There are two methods to understand the Qur’ān. The first is the Methodology of Transmission, which gives precedence to revelation over reason, and involves the unquestioning acceptance of the veracity of the text and the inability of reason to comprehend its ultimate aims and objectives. The second method, the Methodology of Reason, gives precedence to reason over revelation, and its ability to comprehend the truth without need for reference to the text. The text is the last concern of the mind that is, in itself, free and independent.
For that reason, when I write this book, I will employ the Methodology of Reason, which Descartes established at the beginning of the modern age, even though he did not always abide by it, failing in particular to apply it in understanding religious texts. Instead, he maneuvered, twisted, and distorted the neck of reason to stop the rot that fills revelation, and that which revelation contains of the garbage that diseases minds.

# Tasks
[a] From the passage on understanding the Qur’ān, write out the part that opens with the words containing "For that reason, when" and closes with "that diseases minds.".
[b] According to the passage on understanding the Qur’ān, who established the Methodology of Reason, and when?
These records were drawn from a separate source.

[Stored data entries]
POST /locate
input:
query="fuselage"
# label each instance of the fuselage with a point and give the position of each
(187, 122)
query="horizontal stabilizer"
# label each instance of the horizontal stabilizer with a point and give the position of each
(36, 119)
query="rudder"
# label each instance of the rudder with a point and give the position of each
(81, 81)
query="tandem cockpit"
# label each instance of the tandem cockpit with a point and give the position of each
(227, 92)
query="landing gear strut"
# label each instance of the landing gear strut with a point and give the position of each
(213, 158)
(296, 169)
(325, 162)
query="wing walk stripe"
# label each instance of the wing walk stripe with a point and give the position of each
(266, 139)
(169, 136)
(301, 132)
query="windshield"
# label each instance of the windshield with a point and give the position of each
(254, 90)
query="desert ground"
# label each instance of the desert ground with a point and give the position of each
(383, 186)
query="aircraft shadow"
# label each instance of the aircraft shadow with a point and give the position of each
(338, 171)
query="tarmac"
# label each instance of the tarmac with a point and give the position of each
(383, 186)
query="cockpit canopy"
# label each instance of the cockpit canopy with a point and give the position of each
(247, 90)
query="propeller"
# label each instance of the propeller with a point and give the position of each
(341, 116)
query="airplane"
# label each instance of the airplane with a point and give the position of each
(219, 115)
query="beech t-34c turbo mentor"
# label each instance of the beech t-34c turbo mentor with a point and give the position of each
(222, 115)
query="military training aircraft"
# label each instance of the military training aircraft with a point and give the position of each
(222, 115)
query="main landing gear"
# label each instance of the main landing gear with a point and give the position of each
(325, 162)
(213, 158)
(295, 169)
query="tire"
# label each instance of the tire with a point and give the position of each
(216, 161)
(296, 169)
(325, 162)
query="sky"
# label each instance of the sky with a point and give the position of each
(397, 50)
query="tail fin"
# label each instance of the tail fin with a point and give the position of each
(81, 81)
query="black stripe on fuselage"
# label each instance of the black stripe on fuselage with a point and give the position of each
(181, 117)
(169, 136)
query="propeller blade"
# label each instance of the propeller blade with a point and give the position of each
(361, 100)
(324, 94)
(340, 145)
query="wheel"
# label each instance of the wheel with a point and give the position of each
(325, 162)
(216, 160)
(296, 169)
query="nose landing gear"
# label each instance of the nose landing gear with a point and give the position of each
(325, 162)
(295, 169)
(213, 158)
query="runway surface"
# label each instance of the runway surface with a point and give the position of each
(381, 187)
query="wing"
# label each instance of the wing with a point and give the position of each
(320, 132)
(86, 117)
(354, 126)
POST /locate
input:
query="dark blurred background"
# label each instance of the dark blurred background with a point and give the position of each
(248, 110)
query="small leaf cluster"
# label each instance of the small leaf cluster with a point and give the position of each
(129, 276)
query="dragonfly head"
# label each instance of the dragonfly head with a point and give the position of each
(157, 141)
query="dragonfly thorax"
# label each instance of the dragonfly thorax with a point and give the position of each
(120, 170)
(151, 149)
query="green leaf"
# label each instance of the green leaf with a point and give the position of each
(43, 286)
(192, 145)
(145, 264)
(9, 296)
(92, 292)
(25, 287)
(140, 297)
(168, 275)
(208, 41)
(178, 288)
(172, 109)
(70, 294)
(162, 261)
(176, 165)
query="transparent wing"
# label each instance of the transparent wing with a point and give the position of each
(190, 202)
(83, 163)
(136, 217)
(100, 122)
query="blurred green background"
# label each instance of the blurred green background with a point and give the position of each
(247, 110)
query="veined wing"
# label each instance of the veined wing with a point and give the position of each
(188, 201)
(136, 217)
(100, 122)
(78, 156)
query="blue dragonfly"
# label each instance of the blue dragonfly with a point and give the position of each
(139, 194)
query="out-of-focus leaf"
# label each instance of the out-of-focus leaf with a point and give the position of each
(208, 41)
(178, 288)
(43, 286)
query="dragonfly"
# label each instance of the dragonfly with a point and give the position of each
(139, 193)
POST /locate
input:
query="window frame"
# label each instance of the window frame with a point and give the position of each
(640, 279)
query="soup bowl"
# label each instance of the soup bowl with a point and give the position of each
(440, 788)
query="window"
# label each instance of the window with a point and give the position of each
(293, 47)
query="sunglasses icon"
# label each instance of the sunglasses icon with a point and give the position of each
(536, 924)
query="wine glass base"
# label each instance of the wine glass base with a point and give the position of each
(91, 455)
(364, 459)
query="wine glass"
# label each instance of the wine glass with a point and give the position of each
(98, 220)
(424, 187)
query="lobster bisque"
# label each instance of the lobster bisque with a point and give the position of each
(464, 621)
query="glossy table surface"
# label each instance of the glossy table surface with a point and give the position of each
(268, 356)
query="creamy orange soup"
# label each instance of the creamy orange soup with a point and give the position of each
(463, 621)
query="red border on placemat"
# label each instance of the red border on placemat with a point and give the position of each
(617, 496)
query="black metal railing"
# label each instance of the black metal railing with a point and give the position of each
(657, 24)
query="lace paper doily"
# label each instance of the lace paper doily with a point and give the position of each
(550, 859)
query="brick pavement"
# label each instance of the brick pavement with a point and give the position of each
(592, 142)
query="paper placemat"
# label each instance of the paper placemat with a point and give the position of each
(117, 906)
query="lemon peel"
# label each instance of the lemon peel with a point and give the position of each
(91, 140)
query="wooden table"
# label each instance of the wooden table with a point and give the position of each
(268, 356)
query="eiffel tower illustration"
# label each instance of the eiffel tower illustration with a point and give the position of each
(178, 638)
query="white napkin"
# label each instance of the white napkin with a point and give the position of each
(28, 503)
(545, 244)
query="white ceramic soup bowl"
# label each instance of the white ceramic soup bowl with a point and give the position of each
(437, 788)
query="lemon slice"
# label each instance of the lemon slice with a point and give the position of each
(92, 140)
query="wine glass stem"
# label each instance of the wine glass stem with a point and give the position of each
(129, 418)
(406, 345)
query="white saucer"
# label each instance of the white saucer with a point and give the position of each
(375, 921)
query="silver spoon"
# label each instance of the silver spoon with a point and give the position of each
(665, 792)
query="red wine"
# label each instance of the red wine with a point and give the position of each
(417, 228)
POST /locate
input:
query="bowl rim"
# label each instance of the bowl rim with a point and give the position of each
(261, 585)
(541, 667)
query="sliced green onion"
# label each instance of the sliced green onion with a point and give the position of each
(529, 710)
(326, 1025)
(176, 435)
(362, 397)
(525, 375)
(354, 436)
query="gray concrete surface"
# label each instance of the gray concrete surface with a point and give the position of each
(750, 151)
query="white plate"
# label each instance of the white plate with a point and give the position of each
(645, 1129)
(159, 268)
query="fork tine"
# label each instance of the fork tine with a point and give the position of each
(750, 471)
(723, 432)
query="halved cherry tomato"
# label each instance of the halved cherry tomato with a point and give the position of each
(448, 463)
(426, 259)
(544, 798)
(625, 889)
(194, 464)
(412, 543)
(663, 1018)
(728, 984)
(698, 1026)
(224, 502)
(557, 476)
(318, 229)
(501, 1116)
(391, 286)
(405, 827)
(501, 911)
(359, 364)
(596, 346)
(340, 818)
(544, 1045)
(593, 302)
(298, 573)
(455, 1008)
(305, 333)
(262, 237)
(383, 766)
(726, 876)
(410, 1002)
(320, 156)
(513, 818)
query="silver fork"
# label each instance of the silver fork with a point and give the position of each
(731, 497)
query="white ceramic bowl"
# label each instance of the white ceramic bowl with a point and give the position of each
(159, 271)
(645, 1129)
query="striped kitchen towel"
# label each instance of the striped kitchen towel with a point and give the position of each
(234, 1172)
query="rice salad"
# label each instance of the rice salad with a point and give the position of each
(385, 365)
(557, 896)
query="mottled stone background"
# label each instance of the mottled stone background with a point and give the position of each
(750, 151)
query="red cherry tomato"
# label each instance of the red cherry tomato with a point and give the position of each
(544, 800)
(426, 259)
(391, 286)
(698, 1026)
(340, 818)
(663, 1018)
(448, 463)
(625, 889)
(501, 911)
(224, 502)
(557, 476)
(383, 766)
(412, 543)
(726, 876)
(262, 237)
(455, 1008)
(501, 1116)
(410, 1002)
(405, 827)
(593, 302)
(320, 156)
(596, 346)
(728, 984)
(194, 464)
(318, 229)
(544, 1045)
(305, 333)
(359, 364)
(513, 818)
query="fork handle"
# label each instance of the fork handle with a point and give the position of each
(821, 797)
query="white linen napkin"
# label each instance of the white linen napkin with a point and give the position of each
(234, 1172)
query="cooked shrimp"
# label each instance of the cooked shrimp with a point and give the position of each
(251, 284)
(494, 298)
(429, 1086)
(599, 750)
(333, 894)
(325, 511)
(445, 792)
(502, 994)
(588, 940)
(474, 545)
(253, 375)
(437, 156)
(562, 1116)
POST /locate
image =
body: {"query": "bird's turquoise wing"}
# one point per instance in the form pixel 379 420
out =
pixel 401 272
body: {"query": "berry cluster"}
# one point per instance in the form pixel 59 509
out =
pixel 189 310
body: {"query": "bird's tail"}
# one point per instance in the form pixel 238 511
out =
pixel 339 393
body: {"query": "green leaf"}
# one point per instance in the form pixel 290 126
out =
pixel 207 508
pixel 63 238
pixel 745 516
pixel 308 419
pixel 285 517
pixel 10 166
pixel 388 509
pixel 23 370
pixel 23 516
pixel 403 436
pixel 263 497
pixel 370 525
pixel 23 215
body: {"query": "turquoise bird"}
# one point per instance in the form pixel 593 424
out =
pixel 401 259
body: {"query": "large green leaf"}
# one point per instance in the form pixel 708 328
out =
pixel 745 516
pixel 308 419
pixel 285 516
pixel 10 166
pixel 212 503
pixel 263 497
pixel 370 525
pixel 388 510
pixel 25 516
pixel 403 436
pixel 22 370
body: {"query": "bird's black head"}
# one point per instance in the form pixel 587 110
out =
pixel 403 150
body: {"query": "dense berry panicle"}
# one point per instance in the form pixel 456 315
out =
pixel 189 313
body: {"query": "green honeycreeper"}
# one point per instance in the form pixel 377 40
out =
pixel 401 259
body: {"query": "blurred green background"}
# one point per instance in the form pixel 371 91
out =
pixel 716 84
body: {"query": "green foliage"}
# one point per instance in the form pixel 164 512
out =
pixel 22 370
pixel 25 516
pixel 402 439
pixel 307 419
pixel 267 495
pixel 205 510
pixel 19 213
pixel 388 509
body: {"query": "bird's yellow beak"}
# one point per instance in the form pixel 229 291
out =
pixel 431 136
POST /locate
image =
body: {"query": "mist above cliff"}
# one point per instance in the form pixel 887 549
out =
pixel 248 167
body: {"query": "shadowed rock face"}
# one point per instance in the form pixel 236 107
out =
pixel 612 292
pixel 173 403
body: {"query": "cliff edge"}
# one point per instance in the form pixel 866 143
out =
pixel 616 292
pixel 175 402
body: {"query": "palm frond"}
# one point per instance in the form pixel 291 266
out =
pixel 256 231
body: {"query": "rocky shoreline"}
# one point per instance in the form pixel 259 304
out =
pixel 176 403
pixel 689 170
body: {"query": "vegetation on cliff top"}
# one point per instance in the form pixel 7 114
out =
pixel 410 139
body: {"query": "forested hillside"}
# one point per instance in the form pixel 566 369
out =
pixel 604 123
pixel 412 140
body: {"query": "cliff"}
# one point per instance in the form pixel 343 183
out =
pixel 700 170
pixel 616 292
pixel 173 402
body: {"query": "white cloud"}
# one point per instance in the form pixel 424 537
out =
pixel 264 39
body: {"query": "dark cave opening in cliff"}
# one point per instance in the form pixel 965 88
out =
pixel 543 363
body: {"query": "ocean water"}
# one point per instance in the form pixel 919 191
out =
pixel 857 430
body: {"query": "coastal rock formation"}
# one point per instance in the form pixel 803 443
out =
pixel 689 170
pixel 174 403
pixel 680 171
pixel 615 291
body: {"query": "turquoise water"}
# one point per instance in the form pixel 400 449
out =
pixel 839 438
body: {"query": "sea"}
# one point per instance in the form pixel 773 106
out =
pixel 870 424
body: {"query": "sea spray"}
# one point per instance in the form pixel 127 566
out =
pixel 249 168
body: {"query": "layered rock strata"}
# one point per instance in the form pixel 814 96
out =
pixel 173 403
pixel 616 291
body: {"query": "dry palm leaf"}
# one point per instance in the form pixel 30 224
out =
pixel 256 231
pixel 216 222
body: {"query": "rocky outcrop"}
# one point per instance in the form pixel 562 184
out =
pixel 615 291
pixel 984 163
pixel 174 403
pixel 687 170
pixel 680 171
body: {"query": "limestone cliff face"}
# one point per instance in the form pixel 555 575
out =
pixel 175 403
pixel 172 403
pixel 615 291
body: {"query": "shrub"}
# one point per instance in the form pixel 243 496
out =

# Results by task
[a]
For that reason, when I write this book, I will employ the Methodology of Reason, which Descartes established at the beginning of the modern age, even though he did not always abide by it, failing in particular to apply it in understanding religious texts. Instead, he maneuvered, twisted, and distorted the neck of reason to stop the rot that fills revelation, and that which revelation contains of the garbage that diseases minds.

[b] Descartes established it at the beginning of the modern age.